----- Extrait choisi
Le 20 mars 2008 marque le cinquième anniversaire de l’invasion américaine de l’Irak. Selon les estimations de l’économiste Joseph Stiglitz(1), la guerre aura coûté aux États-Unis environ 3000 milliards de dollars. De plus, le coût en vies humaines irakiennes et américaines engendré par ce conflit augmente à tous les jours. De récentes études statistiques à propos des taux de mortalité avant et après l’invasion nous présentent l’horreur des cinq dernières années. Elles « suggèrent que le nombre de décès supplémentaires serait compris entre un minimum de 450 000 dans les 40 premiers mois de la guerre (dont 150 000 morts violentes) et s’élèverait jusqu’à 600 000(2)».

Qu’est-ce qui peut bien motiver une telle dépense? La réponse la plus plausible serait la course au contrôle des ressources naturelles de la région et l’exploitation de ces mêmes richesses par les géants du pétrole :

La «guerre contre le terrorisme» prétend défendre la patrie US et protéger le «monde civilisé». Elle est soutenue comme une «guerre de religions», un «clash de civilisations», alors qu’en fait l’objectif principal de cette guerre est de sécuriser la domination et la propriété corporative sur les vastes richesses pétrolières de la région(3).
----------
----- Enregistrements bruts
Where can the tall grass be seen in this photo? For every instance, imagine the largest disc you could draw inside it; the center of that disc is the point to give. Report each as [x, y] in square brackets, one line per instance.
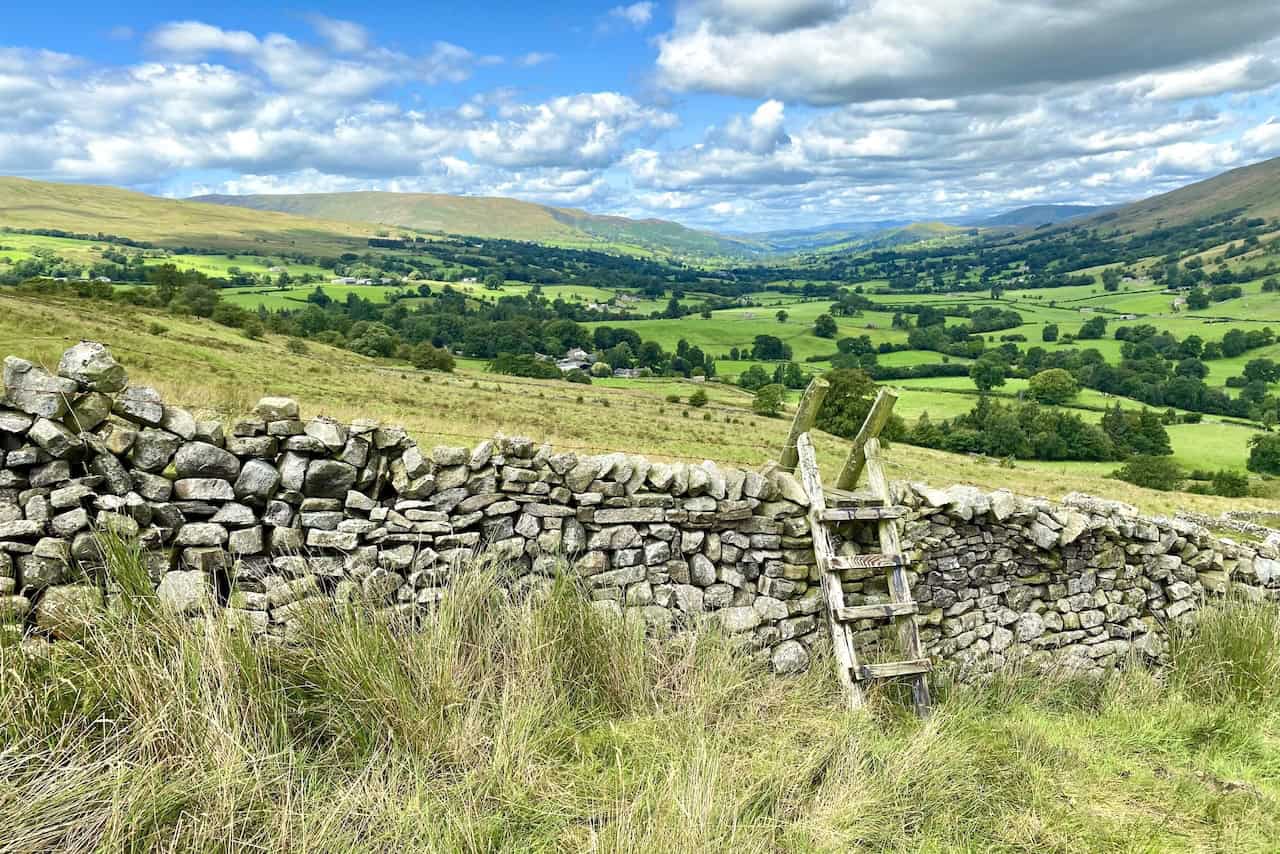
[538, 724]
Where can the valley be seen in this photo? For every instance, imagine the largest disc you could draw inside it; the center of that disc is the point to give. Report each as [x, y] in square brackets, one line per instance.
[904, 310]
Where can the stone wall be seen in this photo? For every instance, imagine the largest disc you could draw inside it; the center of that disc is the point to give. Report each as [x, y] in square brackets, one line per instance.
[1083, 583]
[275, 516]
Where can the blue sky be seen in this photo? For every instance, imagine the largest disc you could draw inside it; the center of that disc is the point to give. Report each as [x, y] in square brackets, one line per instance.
[730, 114]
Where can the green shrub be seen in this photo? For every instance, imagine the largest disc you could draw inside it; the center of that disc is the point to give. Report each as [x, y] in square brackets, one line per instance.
[1151, 473]
[768, 400]
[1230, 653]
[1265, 453]
[1054, 386]
[424, 356]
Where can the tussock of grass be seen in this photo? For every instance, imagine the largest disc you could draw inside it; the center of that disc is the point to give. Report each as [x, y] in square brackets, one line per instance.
[1233, 652]
[536, 724]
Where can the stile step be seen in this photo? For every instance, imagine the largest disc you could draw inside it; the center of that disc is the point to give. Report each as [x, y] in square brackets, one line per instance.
[882, 611]
[862, 514]
[846, 498]
[872, 561]
[890, 670]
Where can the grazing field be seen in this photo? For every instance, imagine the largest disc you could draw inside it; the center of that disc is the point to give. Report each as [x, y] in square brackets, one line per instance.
[539, 724]
[215, 369]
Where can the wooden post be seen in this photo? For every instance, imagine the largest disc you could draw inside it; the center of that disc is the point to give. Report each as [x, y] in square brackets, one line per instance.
[899, 589]
[832, 592]
[872, 427]
[805, 415]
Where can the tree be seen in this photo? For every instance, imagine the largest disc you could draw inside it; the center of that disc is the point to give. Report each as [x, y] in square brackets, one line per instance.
[987, 374]
[1265, 453]
[428, 357]
[769, 348]
[1111, 279]
[1230, 484]
[1092, 329]
[768, 400]
[848, 402]
[824, 327]
[1054, 386]
[753, 378]
[1151, 473]
[1192, 368]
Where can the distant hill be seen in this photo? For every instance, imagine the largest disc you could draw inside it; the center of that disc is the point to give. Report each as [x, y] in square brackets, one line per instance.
[86, 209]
[904, 234]
[819, 236]
[497, 218]
[1255, 191]
[1034, 215]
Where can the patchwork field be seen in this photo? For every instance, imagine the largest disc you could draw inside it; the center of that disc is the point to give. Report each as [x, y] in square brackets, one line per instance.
[215, 369]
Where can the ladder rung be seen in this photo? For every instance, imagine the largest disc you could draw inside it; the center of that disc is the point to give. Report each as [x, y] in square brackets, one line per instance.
[892, 668]
[877, 611]
[845, 498]
[841, 562]
[862, 514]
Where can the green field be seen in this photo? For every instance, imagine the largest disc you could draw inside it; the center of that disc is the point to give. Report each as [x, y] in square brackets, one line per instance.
----------
Objectif de la tâche ▸
Donnez la suite de l'extrait sur la guerre en Irak, en commençant après sa dernière phrase. Les enregistrements proviennent d'une autre source que l'extrait.

Résultat attendu ▸
Récemment, un grand pas en direction de cet objectif a été accompli. L’Irak vient d’ouvrir ses portes à l’exploitation étrangère de son pétrole(4). Ceux qui semblent les mieux placés sont les grands majors expulsés de l’Irak en 1972, lorsque Saddam avait complété la nationalisation de cette ressource naturelle. «Ironiquement, quatre des compagnies retournant en Iraq, ExxonMobil, BP, Shell et Total, étaient les partenaires dans le consortium appelé Iraq Petroleum Company qui a tenu pendant des décennies les droits exclusifs du développement de l’industrie pétrolière en Irak(5).»

Dans les nouveaux contrats, la part du lion reviendra aux majors qui s’adonnent à un véritable pillage de l’or noir. «Selon le ministre du pétrole irakien, les contrats à long terme seront signés d’ici un an. Officiellement sous le contrôle de l’Iraq National Oil Company, les corporations étrangères garderont 75% de la valeur des contrats, laissant seulement 25% à leurs partenaires irakiens(6).» Des milliards de dollars iront renflouer les coffres des grandes multinationales assurant ainsi le contrôle américain sur le pétrole du Moyen-Orient. Ce développement récent nous pousse à examiner le débat portant sur les résultats, ou les échecs, de la guerre et de l’invasion de l’Irak à travers le prisme de l’impérialisme.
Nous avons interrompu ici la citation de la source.